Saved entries
_ _ _ _ _

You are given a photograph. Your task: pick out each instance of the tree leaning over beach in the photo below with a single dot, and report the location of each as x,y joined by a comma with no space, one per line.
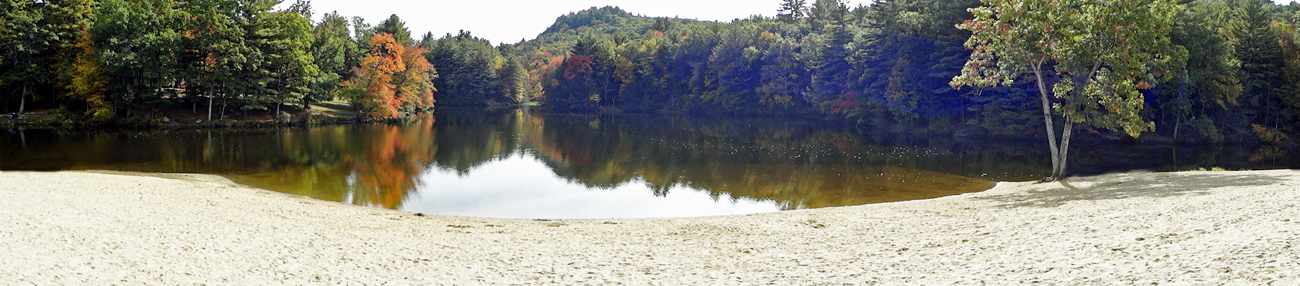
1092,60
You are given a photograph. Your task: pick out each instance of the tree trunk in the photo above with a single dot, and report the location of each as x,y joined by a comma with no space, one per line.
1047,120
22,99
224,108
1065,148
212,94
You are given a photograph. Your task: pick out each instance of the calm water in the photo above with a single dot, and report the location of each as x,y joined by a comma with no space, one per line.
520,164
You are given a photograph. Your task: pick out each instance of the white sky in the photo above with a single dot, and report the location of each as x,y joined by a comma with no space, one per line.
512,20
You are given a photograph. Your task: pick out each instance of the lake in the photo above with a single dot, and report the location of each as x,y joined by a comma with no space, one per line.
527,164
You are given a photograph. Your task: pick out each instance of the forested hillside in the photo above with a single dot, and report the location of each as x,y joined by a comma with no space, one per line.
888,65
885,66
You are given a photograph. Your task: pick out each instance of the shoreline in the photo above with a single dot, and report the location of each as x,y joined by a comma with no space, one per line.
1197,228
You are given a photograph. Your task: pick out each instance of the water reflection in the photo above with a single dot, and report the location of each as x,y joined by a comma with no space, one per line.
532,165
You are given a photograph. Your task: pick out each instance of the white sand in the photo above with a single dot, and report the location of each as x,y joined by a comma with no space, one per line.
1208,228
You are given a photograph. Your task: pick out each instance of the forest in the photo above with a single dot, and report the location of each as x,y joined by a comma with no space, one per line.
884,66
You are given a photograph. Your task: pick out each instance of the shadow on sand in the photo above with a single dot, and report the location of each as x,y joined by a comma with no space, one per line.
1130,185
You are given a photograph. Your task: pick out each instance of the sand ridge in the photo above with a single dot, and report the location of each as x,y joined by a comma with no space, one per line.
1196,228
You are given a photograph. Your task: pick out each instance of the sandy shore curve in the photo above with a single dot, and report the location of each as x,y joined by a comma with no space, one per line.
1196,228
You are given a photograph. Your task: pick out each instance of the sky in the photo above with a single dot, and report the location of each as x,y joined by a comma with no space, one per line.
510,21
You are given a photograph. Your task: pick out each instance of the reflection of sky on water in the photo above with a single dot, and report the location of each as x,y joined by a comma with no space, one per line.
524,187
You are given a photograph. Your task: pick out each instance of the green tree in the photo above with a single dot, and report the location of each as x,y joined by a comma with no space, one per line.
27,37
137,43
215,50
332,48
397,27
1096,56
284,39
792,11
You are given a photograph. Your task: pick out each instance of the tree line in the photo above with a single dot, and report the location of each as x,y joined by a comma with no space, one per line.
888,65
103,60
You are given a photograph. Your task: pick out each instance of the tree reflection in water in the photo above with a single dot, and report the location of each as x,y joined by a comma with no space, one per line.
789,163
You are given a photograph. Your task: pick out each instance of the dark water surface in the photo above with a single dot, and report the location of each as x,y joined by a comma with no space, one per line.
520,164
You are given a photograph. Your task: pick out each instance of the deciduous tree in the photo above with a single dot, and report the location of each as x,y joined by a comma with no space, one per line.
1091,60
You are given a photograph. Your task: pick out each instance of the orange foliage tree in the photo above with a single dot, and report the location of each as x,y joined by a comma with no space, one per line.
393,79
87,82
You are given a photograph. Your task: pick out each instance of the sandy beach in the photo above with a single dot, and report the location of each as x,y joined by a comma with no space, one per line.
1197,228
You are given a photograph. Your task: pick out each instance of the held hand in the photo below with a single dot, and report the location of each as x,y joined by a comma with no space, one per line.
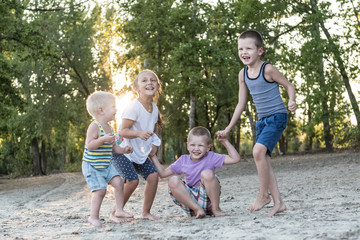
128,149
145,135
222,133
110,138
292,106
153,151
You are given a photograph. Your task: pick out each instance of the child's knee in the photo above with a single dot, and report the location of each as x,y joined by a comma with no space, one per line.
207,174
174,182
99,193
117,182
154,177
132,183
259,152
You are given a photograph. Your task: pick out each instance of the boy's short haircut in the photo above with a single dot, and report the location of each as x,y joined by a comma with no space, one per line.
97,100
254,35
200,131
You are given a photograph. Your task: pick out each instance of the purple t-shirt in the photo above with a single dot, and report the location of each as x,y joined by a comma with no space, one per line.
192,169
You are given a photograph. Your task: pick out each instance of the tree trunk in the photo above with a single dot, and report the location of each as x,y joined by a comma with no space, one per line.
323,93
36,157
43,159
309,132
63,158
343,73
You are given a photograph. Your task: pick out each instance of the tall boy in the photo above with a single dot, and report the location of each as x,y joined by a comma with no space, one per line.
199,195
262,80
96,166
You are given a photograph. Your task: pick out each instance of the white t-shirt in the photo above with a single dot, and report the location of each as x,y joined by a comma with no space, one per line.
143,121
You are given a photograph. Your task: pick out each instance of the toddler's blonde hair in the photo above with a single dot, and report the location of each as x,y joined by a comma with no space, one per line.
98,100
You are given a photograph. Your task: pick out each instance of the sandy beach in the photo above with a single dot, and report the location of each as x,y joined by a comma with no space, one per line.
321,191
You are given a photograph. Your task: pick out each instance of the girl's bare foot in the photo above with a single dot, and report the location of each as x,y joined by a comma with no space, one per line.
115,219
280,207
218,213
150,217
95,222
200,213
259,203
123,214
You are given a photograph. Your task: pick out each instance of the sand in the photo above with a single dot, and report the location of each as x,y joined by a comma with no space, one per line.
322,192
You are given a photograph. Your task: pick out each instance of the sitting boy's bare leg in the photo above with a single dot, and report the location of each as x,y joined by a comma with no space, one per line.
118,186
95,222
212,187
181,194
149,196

_ _ _ _ _

→ **TO DO**
Could you copy each line above exactly as written, minus any pictures?

→ **YOUR RESPONSE**
You are given a photograph. Your task: pick out each instance of the tree leaning over beach in the photo below with a single dot, and report the location of each as x,y joined by a comma with no space, one per line.
1092,60
You are given a photograph. Your task: pick out each instance of the tree trunk in the photo above with a single dot, and report the location of each as x,y joined by a comma with no space, one per line.
1047,120
22,99
224,108
1065,148
212,94
You are given a photograph. Your task: pick out each instance of the calm water in the photo above with a single dot, and report the location of each as x,y joined by a comma with no space, one per line.
520,164
You are given a photograph. Your task: pick out each instance of the white sky in the photo above with a single dot, and report the location of each as x,y joined by a comma with no space, one per line.
512,20
You are given a photograph. Your task: pick out each instance of the lake in the photo above with a single dot, and report the location of each as x,y joined by a comma with no space, one per line.
527,164
You are given a photograph. Your task: pick out each instance of the forested hillside in the photo above with a single dot, and report the location of each as x,y joined by a comma with no space, one per line.
888,65
885,66
You are given a photograph. Your task: pick out each instance of the shoreline in the photo above with a single dot, and report the location of each as x,y joined by a comma with no space, one per line.
1197,228
You are given a photograph. Your task: pick out each instance of the water reflection in the photo above with a single dot, and report the location of each as x,y joined by a comma with no space, one per line.
532,165
You are given a photograph. Your task: pick out each instance of the white sand in the photo above with a single dot, and report the location of each as x,y joined by a comma with no space, one per line.
1208,228
You are given a photograph. Your task: pick out each instance of the forest in the photo above with a single dot, and report the location of each as x,y joined by a comma with no space, one per line.
884,66
You are given a photograph. Your task: pick out each instance of the shadow on sand in the photo above with a single dot, and report the location of each as x,y joined by a comma with no space, one per line.
1130,185
You are given a photograph. Your task: pick out each instance of the sand ridge in the photo above with a single dot, and report the location of each as x,y joined by a comma with no space, one per line.
1196,228
You are given a photograph. Your task: pick out each instance of the sandy shore curve in the photo above with a single dot, and report the location of each as x,y joined by a comma with no space, one per line.
1196,228
You are given a photograph. Your task: pick out each instance of the sky in the photo above with a single dot, and report the location of each as x,y joined by a comma with no space, one per line.
510,21
You are given a photograph. Your task: pick out each instance of the reflection of sky on water in the photo above with a single dot, and report the location of each as x,y joined by a comma with no space, one per line.
524,187
You are given a photograph. Your task: pick out each instance of the green tree in the photo above with a single dot, and report the location of each as x,y joined by a comma with no space, one per line.
27,37
137,43
215,50
332,48
397,27
1096,56
284,39
792,11
You are given a photograph. Your task: pick out each instance of the tree line in the photo above with a single dot, and report the location of each as x,y joined by a comma with no space, one per line.
888,65
103,60
You are given a photograph. Your task: pick out each instance of the tree reflection in water in the photo above with a single dot, and report the location of each as x,y joined by a comma with no space, one per line.
789,163
You are given a photograph. Your task: pick out each instance of the dark water surface in the photo above with a single dot, and report the location of each as x,y joined by a comma with no space, one per line.
520,164
You are given a photograph. Your task: pick out each instance of the deciduous tree in the photo above with a single dot, and report the location of each as x,y joined by a comma with no space, one per line.
1091,60
You are given a photograph. Your task: pick out each instance of the orange foliage tree in the photo above with a single dot, and report the location of each as x,y joined by a comma with no space, one per line.
393,79
87,82
You are given a photograph. Your task: pick out each instance of the sandy beach in the photo above with a single dot, and report the location of each as x,y joined by a comma with no space, one per line.
1197,228
You are given a photograph. Your task: pick out each instance of the held hand in the photo below with a single dot, and report the location of each as x,y joined by a comma with no space, one per line.
128,149
145,135
222,133
110,138
292,106
153,151
You are given a photograph. Your task: pick out each instance of the child's knee in the photo above with a single dot, and report the location of each as x,y joined by a comma with no space, one per line.
207,174
174,182
99,193
117,182
154,177
132,183
259,152
You are given a photograph. Your task: pick out each instance of the boy's short haircut in the photo above with a single dot, and report the location of each as x,y joined by a comma with no space, one per line.
97,100
254,35
200,131
You are given a photograph. Your task: pick out each instance of the purple t-shirt in the photo above with a single dot, and report the location of each as x,y joined by a comma with no space, one per line.
192,169
You are given a photograph. Your task: pick out each instance of the tree trunk in the photo above with a single dot, and report the location of each as x,y joined by a comma with no space, one per line.
323,93
36,157
43,159
309,132
63,158
343,73
You are given a photograph. Your task: pick out each instance of the tall boy in the photo above with a single dot, and report the location of each as x,y joined by a comma with no space, one per line.
199,195
262,80
96,166
You are given a photograph. Your task: pick out each instance of the white t-shirt in the photo above with a single dot, and report the location of each as x,y joined by a comma with no space, one per line.
143,121
You are given a photograph. Your task: pick out each instance of the toddler's blonde hair in the photo above with a single dot, and report the location of each as x,y joined by a comma with no space, one per line.
98,100
You are given a photograph. Your task: pick out each instance of the sandy beach in the photo above with a single dot, and report the location of each as x,y joined by a comma with no space, one per line.
321,191
You are given a photograph. Your task: pick out each instance of the girl's bare foot in the photo above with a single dot, and report the location of each as x,y joined by a comma with no space, one per line.
115,219
280,207
218,213
150,217
95,222
200,213
259,203
123,214
You are given a photograph. Your task: pick out each instance of the sand in the photo above with a single dot, and report the location of each as x,y joined by a comma with no space, one per line.
322,192
You are given a photograph. Your task: pick out each instance of the sitting boy's bare leg in the photo above with a single dot, and report the location of each as x,y joined by a comma with no space, one per line.
118,186
95,222
212,187
181,194
149,196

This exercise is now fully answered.